DIRECTIONS FOR THIS TASK:
For the entries below, the result should be an exact transcription of the lines from the one with "pixel 428 124" up to and including the one with "pixel 227 342", and only those.

═════ SUPPLIED INFORMATION ═════

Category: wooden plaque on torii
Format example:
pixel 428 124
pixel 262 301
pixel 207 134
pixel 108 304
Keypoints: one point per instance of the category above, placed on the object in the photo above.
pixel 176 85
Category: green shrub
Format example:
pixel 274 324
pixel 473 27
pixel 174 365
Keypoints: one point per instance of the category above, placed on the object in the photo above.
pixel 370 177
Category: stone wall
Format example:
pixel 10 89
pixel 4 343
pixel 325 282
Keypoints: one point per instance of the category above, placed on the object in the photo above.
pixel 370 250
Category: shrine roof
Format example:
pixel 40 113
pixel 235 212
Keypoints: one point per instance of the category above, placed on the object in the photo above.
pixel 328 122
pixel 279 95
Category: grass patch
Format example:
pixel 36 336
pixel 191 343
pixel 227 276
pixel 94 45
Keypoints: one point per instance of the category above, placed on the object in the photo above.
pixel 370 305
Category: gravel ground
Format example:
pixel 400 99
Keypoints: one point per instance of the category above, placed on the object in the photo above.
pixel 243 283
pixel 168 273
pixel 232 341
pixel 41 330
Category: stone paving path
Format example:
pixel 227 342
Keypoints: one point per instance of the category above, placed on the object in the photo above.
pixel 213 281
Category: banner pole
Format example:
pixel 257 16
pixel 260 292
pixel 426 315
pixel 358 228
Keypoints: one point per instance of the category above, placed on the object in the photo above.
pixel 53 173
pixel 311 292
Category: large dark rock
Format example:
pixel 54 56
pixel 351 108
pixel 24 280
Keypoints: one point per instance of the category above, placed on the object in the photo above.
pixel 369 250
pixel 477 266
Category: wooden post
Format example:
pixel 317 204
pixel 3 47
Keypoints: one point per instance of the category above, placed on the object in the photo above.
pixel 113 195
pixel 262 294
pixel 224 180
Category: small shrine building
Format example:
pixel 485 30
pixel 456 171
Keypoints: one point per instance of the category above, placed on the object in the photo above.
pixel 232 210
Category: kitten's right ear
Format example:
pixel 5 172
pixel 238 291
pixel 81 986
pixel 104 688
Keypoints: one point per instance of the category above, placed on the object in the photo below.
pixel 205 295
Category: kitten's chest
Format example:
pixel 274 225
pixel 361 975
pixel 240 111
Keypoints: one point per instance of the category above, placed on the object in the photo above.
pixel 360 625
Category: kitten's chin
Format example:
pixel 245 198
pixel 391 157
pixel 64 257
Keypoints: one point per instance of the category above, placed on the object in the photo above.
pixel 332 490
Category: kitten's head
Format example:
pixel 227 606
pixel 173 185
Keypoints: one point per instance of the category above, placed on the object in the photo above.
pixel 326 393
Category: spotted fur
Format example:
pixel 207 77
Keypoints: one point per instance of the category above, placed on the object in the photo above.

═════

RESULT:
pixel 428 124
pixel 262 301
pixel 207 134
pixel 108 304
Keypoints: one point per instance of the category above, placed on the object in the photo above.
pixel 176 85
Category: green shrub
Format example:
pixel 274 324
pixel 473 27
pixel 174 365
Keypoints: one point per instance of the category above, placed on the object in the photo above.
pixel 370 177
Category: stone wall
Format example:
pixel 10 89
pixel 4 343
pixel 325 282
Keypoints: one point per instance of the category above, placed on the object in the photo above.
pixel 370 250
Category: shrine roof
Format example:
pixel 40 113
pixel 235 212
Keypoints: one point per instance of the category above, placed on the object in the photo above.
pixel 328 122
pixel 279 95
Category: grass patch
Format example:
pixel 36 336
pixel 191 343
pixel 227 276
pixel 94 45
Keypoints: one point per instance of the category above, placed on the object in the photo above.
pixel 370 305
Category: gravel ground
Format example:
pixel 400 99
Keypoints: one point per instance of the category above, placed on the object in the photo above.
pixel 243 283
pixel 168 273
pixel 232 341
pixel 41 330
Category: stone paving path
Format example:
pixel 227 342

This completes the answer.